## START

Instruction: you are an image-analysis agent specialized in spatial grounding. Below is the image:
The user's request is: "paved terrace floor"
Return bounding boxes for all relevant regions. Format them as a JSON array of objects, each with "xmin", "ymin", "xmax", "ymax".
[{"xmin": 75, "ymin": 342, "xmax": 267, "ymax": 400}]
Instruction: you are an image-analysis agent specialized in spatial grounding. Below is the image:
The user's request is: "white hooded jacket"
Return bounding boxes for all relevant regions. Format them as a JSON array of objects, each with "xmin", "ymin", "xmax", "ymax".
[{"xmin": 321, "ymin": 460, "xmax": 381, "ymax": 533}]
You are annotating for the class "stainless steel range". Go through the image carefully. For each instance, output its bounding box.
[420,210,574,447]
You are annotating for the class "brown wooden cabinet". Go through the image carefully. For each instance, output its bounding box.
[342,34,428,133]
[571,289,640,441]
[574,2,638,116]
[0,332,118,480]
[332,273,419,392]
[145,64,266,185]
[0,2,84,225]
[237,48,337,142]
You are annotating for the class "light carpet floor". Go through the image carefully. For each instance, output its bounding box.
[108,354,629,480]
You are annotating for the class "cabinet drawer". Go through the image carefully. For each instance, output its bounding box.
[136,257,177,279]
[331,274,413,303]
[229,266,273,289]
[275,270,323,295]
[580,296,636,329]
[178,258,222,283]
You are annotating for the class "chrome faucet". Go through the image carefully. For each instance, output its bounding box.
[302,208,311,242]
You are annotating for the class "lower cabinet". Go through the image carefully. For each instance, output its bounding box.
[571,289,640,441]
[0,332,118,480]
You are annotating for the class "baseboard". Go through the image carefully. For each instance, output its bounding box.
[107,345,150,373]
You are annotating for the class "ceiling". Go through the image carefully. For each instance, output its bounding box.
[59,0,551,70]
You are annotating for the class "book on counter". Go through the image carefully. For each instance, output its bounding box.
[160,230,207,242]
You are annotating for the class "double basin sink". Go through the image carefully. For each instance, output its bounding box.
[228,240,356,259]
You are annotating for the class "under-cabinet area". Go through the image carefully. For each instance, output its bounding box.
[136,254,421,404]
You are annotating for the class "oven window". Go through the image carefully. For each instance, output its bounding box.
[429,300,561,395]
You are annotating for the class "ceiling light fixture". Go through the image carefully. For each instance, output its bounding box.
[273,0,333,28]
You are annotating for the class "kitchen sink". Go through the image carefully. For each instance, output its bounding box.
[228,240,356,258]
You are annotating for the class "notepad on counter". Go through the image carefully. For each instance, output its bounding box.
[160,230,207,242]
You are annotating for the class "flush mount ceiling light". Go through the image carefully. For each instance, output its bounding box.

## END

- **EXERCISE INSTRUCTIONS**: All of the records must be retyped exactly as they are.

- **WRITTEN ANSWER**:
Instruction: you are an image-analysis agent specialized in spatial grounding. Below is the image:
The user's request is: "paved terrace floor"
Return bounding boxes for all relevant regions. Format them as a JSON array of objects, each with "xmin", "ymin", "xmax", "ymax".
[{"xmin": 75, "ymin": 342, "xmax": 267, "ymax": 400}]
Instruction: you are an image-analysis agent specialized in spatial grounding. Below is the image:
The user's request is: "white hooded jacket"
Return bounding boxes for all relevant regions. Format them as a JSON array of objects, each with "xmin", "ymin", "xmax", "ymax".
[{"xmin": 321, "ymin": 460, "xmax": 381, "ymax": 533}]
You are annotating for the class "stainless steel range". Go through the image carefully. For each instance, output its bounding box.
[420,210,574,447]
You are annotating for the class "brown wooden cabinet". Go through the image carefully. For each instance, output its bounding box.
[342,34,428,133]
[571,289,640,441]
[574,2,638,116]
[0,332,118,480]
[332,273,419,392]
[145,64,266,185]
[0,2,84,225]
[237,48,337,142]
You are annotating for the class "light carpet floor". Go through the image carefully. For each instance, output its bounding box.
[108,354,629,480]
You are annotating for the class "cabinet drawer". Go through the image carefully. For each instance, output its bounding box.
[136,257,177,279]
[331,274,413,303]
[229,266,273,289]
[275,270,323,295]
[580,296,636,329]
[178,258,222,283]
You are annotating for the class "chrome faucet". Go through the image carefully. For each instance, output its bounding box.
[302,208,311,242]
You are annotating for the class "lower cabinet". Go through the image carefully. For each instance, output its bounding box.
[571,289,640,441]
[0,332,118,480]
You are annotating for the class "baseboard". Go through the image carefully. For each instance, output its bounding box.
[107,345,150,373]
You are annotating for the class "ceiling". Go through the image carefully. For each instance, output its bounding box.
[59,0,551,70]
You are annotating for the class "book on counter". Go through the image carefully. For each instance, output its bounding box.
[160,230,207,242]
You are annotating for the class "double basin sink". Go through the image carefully. For each instance, output its bounding box.
[228,240,356,259]
You are annotating for the class "under-cabinet area". Go through the image carefully. For each instance, output its bounding box.
[136,254,421,404]
You are annotating for the class "oven window". Go through the image carefully. For each instance, output its bounding box.
[429,300,561,395]
You are annotating for the class "ceiling light fixture". Go through the image carefully. For each instance, output its bounding box.
[273,0,333,28]
You are annotating for the class "kitchen sink". Go through the image carefully. For each instance, output its bounding box.
[228,240,356,258]
You are annotating for the class "notepad on counter". Go through the image carefully. For each instance, output its bounding box.
[160,230,207,242]
You are annotating for the class "flush mount ceiling light". Go through the image carefully. For each instance, output its bounding box.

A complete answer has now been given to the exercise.